Instruction: Identify every line in the rows below that contains the word "hair", and copy each of those lines out.

***

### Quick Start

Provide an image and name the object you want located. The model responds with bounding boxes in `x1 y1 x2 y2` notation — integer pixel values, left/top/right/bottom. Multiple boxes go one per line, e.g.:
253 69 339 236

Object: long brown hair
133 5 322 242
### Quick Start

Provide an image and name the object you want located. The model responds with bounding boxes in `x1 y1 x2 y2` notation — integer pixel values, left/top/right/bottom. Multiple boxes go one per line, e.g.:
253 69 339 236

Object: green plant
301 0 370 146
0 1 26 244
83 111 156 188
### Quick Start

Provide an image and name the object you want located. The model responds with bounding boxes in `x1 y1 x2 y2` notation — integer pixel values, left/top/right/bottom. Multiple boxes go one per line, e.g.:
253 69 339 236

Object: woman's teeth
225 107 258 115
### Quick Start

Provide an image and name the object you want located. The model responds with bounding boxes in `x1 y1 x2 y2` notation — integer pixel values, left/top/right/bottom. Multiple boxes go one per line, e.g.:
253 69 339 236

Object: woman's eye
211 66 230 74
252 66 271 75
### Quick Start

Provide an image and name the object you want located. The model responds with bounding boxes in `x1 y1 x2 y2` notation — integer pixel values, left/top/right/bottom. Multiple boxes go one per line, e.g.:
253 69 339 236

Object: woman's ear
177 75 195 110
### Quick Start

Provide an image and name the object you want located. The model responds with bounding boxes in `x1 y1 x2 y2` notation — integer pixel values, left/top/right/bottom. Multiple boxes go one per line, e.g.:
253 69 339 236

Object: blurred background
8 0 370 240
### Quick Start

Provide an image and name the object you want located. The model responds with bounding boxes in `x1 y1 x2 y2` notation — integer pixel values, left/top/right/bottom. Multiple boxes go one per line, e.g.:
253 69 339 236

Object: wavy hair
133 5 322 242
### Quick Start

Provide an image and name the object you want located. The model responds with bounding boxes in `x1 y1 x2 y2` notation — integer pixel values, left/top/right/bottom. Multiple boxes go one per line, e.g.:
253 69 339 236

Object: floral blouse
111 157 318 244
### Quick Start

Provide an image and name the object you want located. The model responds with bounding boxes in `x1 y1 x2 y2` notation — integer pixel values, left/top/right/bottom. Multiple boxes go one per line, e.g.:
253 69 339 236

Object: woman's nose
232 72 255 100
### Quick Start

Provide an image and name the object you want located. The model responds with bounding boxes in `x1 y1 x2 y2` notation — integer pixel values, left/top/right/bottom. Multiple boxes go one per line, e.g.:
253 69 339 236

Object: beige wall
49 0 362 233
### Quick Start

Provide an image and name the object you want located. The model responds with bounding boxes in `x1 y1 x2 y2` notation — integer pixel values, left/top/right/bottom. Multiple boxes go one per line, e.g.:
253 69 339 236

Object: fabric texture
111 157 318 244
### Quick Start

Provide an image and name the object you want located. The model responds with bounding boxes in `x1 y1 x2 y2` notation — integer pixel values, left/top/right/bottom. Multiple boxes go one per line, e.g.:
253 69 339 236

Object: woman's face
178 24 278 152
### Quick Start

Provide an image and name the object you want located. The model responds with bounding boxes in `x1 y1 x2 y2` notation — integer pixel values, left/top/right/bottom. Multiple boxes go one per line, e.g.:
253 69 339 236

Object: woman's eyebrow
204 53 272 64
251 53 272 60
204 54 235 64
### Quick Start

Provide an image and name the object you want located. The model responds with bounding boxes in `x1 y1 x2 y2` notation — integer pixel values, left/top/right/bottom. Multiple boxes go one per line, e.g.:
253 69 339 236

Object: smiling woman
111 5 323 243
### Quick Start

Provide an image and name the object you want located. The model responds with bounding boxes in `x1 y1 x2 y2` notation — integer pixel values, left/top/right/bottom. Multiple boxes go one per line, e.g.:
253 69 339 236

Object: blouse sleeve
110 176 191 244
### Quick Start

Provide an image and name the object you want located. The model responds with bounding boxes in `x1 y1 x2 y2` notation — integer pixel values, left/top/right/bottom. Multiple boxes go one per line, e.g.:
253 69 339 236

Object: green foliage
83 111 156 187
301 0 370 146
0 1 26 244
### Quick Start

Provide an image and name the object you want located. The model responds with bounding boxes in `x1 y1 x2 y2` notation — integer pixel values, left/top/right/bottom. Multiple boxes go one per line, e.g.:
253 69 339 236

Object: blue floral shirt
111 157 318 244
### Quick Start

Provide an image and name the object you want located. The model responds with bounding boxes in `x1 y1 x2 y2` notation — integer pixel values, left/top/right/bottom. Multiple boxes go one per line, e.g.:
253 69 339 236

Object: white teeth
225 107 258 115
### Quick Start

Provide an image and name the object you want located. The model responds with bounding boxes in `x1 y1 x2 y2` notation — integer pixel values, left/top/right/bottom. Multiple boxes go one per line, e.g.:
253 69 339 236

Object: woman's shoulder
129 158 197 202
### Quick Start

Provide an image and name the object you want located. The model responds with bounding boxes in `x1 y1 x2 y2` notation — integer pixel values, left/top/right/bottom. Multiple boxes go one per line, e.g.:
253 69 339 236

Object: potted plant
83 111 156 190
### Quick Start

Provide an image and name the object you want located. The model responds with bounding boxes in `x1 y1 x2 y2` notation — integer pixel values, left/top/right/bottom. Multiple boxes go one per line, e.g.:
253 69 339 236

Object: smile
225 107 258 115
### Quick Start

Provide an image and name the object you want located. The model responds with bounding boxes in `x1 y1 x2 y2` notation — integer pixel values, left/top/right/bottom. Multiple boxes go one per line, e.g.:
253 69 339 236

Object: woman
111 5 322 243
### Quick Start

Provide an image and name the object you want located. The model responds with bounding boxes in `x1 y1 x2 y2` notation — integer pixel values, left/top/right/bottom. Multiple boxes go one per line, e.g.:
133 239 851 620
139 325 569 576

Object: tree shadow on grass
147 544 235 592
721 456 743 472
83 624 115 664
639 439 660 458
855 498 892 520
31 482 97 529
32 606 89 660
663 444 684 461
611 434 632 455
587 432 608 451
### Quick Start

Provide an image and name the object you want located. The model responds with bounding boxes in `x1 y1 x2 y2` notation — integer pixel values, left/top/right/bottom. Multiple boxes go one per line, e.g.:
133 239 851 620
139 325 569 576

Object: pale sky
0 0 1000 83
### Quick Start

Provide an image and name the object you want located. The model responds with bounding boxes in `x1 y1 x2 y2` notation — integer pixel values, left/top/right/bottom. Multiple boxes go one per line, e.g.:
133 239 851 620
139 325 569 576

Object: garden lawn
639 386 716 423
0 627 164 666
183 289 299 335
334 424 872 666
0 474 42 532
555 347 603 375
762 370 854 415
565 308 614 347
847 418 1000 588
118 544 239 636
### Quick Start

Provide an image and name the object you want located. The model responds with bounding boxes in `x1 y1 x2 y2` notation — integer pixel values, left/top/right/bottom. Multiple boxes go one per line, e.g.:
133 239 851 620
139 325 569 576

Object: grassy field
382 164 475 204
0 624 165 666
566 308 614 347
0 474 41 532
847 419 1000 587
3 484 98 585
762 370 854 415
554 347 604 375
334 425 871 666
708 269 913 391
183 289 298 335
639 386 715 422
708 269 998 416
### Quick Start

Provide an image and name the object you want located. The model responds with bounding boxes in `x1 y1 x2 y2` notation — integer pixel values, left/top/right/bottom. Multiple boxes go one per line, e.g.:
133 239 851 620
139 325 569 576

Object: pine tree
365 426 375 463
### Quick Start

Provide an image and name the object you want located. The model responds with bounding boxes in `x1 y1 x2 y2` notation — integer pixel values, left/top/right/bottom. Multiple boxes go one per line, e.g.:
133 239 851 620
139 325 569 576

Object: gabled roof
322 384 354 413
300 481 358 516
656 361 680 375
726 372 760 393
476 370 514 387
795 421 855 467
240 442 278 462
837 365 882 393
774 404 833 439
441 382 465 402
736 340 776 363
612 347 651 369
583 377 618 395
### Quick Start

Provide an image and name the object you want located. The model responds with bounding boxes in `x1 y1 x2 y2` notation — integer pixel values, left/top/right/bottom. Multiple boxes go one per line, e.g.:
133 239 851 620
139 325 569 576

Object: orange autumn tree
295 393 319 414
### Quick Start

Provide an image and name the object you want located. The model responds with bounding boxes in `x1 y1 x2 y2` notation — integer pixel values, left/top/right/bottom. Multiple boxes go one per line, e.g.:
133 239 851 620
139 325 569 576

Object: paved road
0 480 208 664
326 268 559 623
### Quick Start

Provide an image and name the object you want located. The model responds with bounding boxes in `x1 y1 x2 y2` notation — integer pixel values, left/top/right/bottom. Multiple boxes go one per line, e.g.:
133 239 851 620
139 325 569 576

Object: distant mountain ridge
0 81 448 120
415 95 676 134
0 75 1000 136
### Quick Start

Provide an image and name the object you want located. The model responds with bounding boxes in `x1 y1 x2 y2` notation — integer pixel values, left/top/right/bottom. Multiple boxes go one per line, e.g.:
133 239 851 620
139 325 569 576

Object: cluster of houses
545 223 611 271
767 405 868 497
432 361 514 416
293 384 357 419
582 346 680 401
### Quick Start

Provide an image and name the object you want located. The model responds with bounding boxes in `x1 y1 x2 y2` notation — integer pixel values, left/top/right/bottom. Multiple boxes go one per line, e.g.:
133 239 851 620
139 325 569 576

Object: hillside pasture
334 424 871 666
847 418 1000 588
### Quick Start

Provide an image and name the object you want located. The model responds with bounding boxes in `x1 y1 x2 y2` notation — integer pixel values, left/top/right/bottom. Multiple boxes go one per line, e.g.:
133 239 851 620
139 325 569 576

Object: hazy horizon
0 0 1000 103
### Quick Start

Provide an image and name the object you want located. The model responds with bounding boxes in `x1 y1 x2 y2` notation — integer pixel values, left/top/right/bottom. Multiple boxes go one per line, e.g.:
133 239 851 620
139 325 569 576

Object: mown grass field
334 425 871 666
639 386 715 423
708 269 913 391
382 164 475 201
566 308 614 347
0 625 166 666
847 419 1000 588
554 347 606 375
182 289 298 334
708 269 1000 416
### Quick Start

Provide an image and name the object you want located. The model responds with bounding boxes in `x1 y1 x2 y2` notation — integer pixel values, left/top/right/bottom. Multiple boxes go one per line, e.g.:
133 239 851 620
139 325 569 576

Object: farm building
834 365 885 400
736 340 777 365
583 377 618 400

***

Output of the exercise:
Object: long brown hair
Object: wavy hair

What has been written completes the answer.